TASK REQUIREMENTS :: Pull out every line in the records below that contains the string "tree".

DATA ROWS ::
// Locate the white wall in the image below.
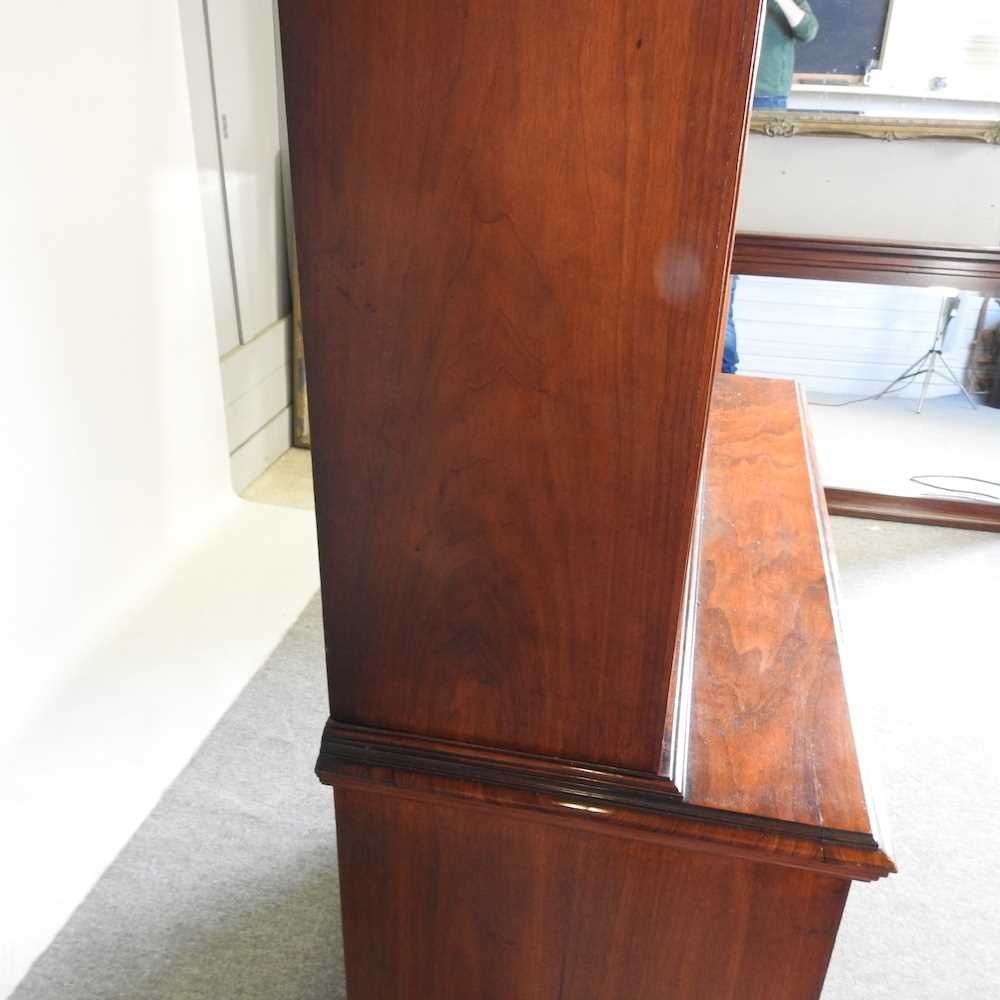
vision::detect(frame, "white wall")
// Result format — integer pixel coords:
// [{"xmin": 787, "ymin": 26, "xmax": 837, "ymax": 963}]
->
[
  {"xmin": 0, "ymin": 0, "xmax": 232, "ymax": 752},
  {"xmin": 0, "ymin": 0, "xmax": 318, "ymax": 996},
  {"xmin": 178, "ymin": 0, "xmax": 292, "ymax": 493},
  {"xmin": 737, "ymin": 135, "xmax": 1000, "ymax": 246}
]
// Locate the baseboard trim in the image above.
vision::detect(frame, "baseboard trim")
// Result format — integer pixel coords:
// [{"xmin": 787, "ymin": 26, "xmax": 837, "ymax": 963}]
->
[{"xmin": 824, "ymin": 487, "xmax": 1000, "ymax": 531}]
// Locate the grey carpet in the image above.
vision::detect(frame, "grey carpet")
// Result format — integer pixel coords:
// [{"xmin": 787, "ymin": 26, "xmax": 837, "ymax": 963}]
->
[
  {"xmin": 14, "ymin": 518, "xmax": 1000, "ymax": 1000},
  {"xmin": 12, "ymin": 598, "xmax": 345, "ymax": 1000}
]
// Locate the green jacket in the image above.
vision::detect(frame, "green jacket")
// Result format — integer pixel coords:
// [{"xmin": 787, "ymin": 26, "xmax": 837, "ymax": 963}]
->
[{"xmin": 754, "ymin": 0, "xmax": 819, "ymax": 97}]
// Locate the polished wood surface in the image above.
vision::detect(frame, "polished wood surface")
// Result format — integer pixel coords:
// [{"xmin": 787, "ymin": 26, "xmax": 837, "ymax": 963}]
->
[
  {"xmin": 825, "ymin": 486, "xmax": 1000, "ymax": 531},
  {"xmin": 685, "ymin": 375, "xmax": 871, "ymax": 833},
  {"xmin": 732, "ymin": 233, "xmax": 1000, "ymax": 296},
  {"xmin": 281, "ymin": 0, "xmax": 759, "ymax": 773},
  {"xmin": 336, "ymin": 787, "xmax": 850, "ymax": 1000},
  {"xmin": 317, "ymin": 376, "xmax": 894, "ymax": 879}
]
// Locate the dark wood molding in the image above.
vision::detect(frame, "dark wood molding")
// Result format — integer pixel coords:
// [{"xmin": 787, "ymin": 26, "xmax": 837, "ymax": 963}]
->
[
  {"xmin": 824, "ymin": 486, "xmax": 1000, "ymax": 531},
  {"xmin": 732, "ymin": 233, "xmax": 1000, "ymax": 295},
  {"xmin": 750, "ymin": 110, "xmax": 1000, "ymax": 146},
  {"xmin": 317, "ymin": 376, "xmax": 894, "ymax": 879},
  {"xmin": 280, "ymin": 0, "xmax": 759, "ymax": 775}
]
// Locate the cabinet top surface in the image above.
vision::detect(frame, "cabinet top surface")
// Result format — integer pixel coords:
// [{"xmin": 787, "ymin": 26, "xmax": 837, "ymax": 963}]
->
[{"xmin": 685, "ymin": 376, "xmax": 874, "ymax": 835}]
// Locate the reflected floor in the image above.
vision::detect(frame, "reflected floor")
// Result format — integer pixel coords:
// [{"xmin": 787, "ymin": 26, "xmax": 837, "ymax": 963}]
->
[{"xmin": 809, "ymin": 392, "xmax": 1000, "ymax": 503}]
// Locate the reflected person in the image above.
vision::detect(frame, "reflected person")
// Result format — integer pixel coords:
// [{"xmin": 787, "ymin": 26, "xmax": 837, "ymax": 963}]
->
[{"xmin": 722, "ymin": 0, "xmax": 819, "ymax": 375}]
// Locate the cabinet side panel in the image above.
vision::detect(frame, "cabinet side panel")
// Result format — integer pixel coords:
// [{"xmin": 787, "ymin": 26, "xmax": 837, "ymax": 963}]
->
[
  {"xmin": 281, "ymin": 0, "xmax": 758, "ymax": 771},
  {"xmin": 336, "ymin": 788, "xmax": 850, "ymax": 1000}
]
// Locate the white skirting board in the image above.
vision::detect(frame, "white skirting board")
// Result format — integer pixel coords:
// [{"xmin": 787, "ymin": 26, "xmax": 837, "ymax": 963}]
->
[{"xmin": 0, "ymin": 500, "xmax": 322, "ymax": 997}]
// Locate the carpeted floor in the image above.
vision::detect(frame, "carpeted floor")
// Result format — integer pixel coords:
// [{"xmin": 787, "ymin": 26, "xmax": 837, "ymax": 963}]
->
[
  {"xmin": 13, "ymin": 598, "xmax": 345, "ymax": 1000},
  {"xmin": 13, "ymin": 519, "xmax": 1000, "ymax": 1000}
]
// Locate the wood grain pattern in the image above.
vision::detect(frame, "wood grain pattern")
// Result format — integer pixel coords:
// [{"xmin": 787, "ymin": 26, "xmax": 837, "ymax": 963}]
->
[
  {"xmin": 336, "ymin": 788, "xmax": 850, "ymax": 1000},
  {"xmin": 684, "ymin": 376, "xmax": 872, "ymax": 833},
  {"xmin": 824, "ymin": 486, "xmax": 1000, "ymax": 531},
  {"xmin": 281, "ymin": 0, "xmax": 759, "ymax": 773},
  {"xmin": 732, "ymin": 233, "xmax": 1000, "ymax": 296}
]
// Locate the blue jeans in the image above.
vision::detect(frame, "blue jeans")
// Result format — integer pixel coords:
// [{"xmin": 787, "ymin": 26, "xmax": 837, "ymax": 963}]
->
[
  {"xmin": 722, "ymin": 276, "xmax": 740, "ymax": 375},
  {"xmin": 753, "ymin": 94, "xmax": 788, "ymax": 111}
]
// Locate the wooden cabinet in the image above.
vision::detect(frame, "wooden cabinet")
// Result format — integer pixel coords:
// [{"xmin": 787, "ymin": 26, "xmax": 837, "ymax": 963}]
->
[{"xmin": 281, "ymin": 0, "xmax": 891, "ymax": 1000}]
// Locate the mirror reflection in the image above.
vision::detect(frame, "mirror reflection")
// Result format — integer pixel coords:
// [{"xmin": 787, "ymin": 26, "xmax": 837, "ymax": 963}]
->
[
  {"xmin": 754, "ymin": 0, "xmax": 1000, "ymax": 119},
  {"xmin": 730, "ymin": 276, "xmax": 1000, "ymax": 502}
]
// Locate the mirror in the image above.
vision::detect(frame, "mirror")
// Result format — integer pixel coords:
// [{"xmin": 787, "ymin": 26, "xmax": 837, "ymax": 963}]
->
[
  {"xmin": 751, "ymin": 0, "xmax": 1000, "ymax": 142},
  {"xmin": 733, "ymin": 276, "xmax": 1000, "ymax": 503}
]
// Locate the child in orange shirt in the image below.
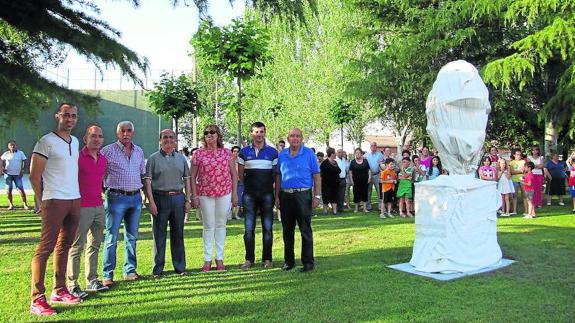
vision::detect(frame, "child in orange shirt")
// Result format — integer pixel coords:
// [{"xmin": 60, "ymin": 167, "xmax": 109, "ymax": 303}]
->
[{"xmin": 379, "ymin": 158, "xmax": 397, "ymax": 219}]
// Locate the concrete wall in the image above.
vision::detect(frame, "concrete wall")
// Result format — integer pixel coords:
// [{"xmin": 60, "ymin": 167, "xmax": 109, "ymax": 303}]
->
[{"xmin": 0, "ymin": 99, "xmax": 172, "ymax": 171}]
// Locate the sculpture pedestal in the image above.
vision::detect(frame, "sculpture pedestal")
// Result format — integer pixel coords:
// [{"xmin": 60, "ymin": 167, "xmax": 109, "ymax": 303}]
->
[{"xmin": 409, "ymin": 175, "xmax": 502, "ymax": 273}]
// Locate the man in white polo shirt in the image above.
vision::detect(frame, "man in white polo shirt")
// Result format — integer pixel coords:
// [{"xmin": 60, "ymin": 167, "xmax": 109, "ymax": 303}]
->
[
  {"xmin": 0, "ymin": 140, "xmax": 28, "ymax": 210},
  {"xmin": 30, "ymin": 103, "xmax": 81, "ymax": 316}
]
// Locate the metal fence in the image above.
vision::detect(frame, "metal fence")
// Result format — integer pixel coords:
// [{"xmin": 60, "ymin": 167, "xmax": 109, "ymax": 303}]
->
[{"xmin": 42, "ymin": 66, "xmax": 193, "ymax": 91}]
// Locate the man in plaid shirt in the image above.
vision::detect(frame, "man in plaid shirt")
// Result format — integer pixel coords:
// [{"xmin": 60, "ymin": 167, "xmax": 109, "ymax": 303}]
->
[{"xmin": 102, "ymin": 121, "xmax": 146, "ymax": 287}]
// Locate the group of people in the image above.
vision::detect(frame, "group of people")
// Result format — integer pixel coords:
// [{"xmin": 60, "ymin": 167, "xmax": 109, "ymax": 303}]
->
[
  {"xmin": 478, "ymin": 146, "xmax": 575, "ymax": 219},
  {"xmin": 318, "ymin": 142, "xmax": 447, "ymax": 218},
  {"xmin": 28, "ymin": 103, "xmax": 321, "ymax": 316},
  {"xmin": 14, "ymin": 103, "xmax": 575, "ymax": 316}
]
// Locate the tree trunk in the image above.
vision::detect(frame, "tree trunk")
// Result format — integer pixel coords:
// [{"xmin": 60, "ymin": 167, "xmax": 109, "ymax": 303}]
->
[
  {"xmin": 545, "ymin": 115, "xmax": 557, "ymax": 157},
  {"xmin": 340, "ymin": 124, "xmax": 343, "ymax": 149},
  {"xmin": 174, "ymin": 118, "xmax": 179, "ymax": 151},
  {"xmin": 237, "ymin": 77, "xmax": 242, "ymax": 147}
]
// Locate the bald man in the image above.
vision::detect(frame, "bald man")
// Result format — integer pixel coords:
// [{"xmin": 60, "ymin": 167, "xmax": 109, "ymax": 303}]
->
[
  {"xmin": 144, "ymin": 129, "xmax": 191, "ymax": 278},
  {"xmin": 275, "ymin": 128, "xmax": 321, "ymax": 272}
]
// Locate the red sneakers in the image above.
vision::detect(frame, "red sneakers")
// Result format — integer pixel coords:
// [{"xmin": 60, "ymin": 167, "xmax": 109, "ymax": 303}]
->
[
  {"xmin": 216, "ymin": 260, "xmax": 226, "ymax": 271},
  {"xmin": 30, "ymin": 295, "xmax": 56, "ymax": 316},
  {"xmin": 202, "ymin": 261, "xmax": 212, "ymax": 273},
  {"xmin": 50, "ymin": 287, "xmax": 82, "ymax": 305}
]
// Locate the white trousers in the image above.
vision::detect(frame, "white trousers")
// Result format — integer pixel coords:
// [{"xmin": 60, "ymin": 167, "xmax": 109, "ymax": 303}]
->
[{"xmin": 200, "ymin": 194, "xmax": 232, "ymax": 261}]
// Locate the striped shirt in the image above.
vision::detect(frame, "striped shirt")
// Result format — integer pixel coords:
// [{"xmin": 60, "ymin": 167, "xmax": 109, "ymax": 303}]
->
[
  {"xmin": 238, "ymin": 145, "xmax": 278, "ymax": 193},
  {"xmin": 102, "ymin": 141, "xmax": 146, "ymax": 191}
]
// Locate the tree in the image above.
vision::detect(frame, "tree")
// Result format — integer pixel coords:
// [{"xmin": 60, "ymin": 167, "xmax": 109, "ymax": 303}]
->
[
  {"xmin": 329, "ymin": 99, "xmax": 356, "ymax": 148},
  {"xmin": 191, "ymin": 19, "xmax": 269, "ymax": 144},
  {"xmin": 243, "ymin": 0, "xmax": 364, "ymax": 143},
  {"xmin": 359, "ymin": 0, "xmax": 575, "ymax": 154},
  {"xmin": 146, "ymin": 73, "xmax": 200, "ymax": 140},
  {"xmin": 0, "ymin": 0, "xmax": 316, "ymax": 122}
]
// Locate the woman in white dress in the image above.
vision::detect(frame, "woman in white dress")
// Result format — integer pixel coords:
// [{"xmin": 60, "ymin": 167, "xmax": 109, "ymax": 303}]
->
[{"xmin": 497, "ymin": 157, "xmax": 515, "ymax": 216}]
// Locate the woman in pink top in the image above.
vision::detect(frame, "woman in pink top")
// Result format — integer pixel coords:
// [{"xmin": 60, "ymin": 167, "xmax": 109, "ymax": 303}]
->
[
  {"xmin": 419, "ymin": 146, "xmax": 433, "ymax": 169},
  {"xmin": 192, "ymin": 125, "xmax": 238, "ymax": 272},
  {"xmin": 527, "ymin": 146, "xmax": 545, "ymax": 208}
]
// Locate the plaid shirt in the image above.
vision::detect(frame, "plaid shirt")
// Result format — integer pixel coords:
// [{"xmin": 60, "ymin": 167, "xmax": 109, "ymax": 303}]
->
[{"xmin": 102, "ymin": 141, "xmax": 146, "ymax": 191}]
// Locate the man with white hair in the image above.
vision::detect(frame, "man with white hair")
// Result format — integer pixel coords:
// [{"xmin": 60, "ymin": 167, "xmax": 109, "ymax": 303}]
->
[
  {"xmin": 102, "ymin": 121, "xmax": 146, "ymax": 287},
  {"xmin": 365, "ymin": 141, "xmax": 383, "ymax": 210}
]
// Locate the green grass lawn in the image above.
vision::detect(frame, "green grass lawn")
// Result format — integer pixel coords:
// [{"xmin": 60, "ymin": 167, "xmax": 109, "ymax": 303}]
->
[{"xmin": 0, "ymin": 197, "xmax": 575, "ymax": 322}]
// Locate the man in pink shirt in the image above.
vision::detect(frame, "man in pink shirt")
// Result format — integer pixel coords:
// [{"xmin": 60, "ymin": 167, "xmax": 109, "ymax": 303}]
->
[{"xmin": 66, "ymin": 125, "xmax": 108, "ymax": 298}]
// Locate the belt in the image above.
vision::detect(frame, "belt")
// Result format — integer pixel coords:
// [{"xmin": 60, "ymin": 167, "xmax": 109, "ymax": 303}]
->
[
  {"xmin": 108, "ymin": 188, "xmax": 140, "ymax": 196},
  {"xmin": 152, "ymin": 190, "xmax": 184, "ymax": 196},
  {"xmin": 282, "ymin": 188, "xmax": 311, "ymax": 193}
]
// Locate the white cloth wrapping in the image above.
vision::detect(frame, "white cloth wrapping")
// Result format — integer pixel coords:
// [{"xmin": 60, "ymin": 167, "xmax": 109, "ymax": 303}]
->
[
  {"xmin": 425, "ymin": 60, "xmax": 491, "ymax": 175},
  {"xmin": 409, "ymin": 175, "xmax": 502, "ymax": 273}
]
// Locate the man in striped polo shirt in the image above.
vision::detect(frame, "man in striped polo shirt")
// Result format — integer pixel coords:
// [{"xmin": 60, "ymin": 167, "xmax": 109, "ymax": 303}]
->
[{"xmin": 238, "ymin": 122, "xmax": 278, "ymax": 269}]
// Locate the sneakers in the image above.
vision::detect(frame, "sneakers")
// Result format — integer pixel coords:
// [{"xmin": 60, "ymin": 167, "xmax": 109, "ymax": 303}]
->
[
  {"xmin": 86, "ymin": 280, "xmax": 110, "ymax": 292},
  {"xmin": 30, "ymin": 295, "xmax": 56, "ymax": 316},
  {"xmin": 202, "ymin": 261, "xmax": 212, "ymax": 273},
  {"xmin": 124, "ymin": 273, "xmax": 141, "ymax": 281},
  {"xmin": 70, "ymin": 286, "xmax": 88, "ymax": 299},
  {"xmin": 102, "ymin": 278, "xmax": 114, "ymax": 288},
  {"xmin": 216, "ymin": 260, "xmax": 226, "ymax": 271},
  {"xmin": 50, "ymin": 287, "xmax": 82, "ymax": 305},
  {"xmin": 240, "ymin": 260, "xmax": 253, "ymax": 270}
]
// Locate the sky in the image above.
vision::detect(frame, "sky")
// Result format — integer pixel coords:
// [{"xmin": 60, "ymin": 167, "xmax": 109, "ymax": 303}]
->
[{"xmin": 63, "ymin": 0, "xmax": 245, "ymax": 85}]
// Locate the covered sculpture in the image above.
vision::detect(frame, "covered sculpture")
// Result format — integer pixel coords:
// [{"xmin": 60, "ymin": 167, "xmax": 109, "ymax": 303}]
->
[{"xmin": 409, "ymin": 61, "xmax": 502, "ymax": 272}]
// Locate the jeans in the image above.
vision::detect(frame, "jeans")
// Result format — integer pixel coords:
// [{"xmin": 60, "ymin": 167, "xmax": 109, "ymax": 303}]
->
[
  {"xmin": 337, "ymin": 178, "xmax": 346, "ymax": 212},
  {"xmin": 102, "ymin": 191, "xmax": 142, "ymax": 279},
  {"xmin": 152, "ymin": 194, "xmax": 186, "ymax": 275},
  {"xmin": 243, "ymin": 192, "xmax": 274, "ymax": 263},
  {"xmin": 280, "ymin": 190, "xmax": 314, "ymax": 268},
  {"xmin": 31, "ymin": 199, "xmax": 80, "ymax": 299},
  {"xmin": 367, "ymin": 173, "xmax": 380, "ymax": 210},
  {"xmin": 200, "ymin": 193, "xmax": 232, "ymax": 261}
]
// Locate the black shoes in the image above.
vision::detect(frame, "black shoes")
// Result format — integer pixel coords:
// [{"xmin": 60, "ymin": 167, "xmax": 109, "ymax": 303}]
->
[
  {"xmin": 282, "ymin": 264, "xmax": 295, "ymax": 271},
  {"xmin": 282, "ymin": 263, "xmax": 313, "ymax": 273}
]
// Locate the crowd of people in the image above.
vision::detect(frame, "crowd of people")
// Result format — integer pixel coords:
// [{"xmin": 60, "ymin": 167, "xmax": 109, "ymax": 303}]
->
[
  {"xmin": 25, "ymin": 103, "xmax": 321, "ymax": 316},
  {"xmin": 318, "ymin": 142, "xmax": 575, "ymax": 218},
  {"xmin": 2, "ymin": 103, "xmax": 575, "ymax": 316}
]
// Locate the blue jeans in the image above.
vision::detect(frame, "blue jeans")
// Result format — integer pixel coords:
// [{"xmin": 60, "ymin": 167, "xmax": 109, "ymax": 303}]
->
[
  {"xmin": 4, "ymin": 174, "xmax": 24, "ymax": 191},
  {"xmin": 102, "ymin": 191, "xmax": 142, "ymax": 279},
  {"xmin": 243, "ymin": 192, "xmax": 274, "ymax": 263}
]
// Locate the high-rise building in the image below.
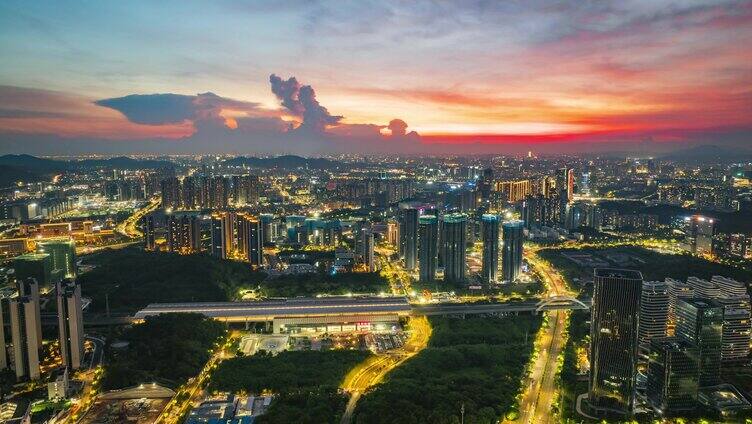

SOLUTION ::
// Locate the tree trunk in the image above.
vision::detect(frame, "tree trunk")
// Locate the tree in the image above.
vision::detect(frame, "tree")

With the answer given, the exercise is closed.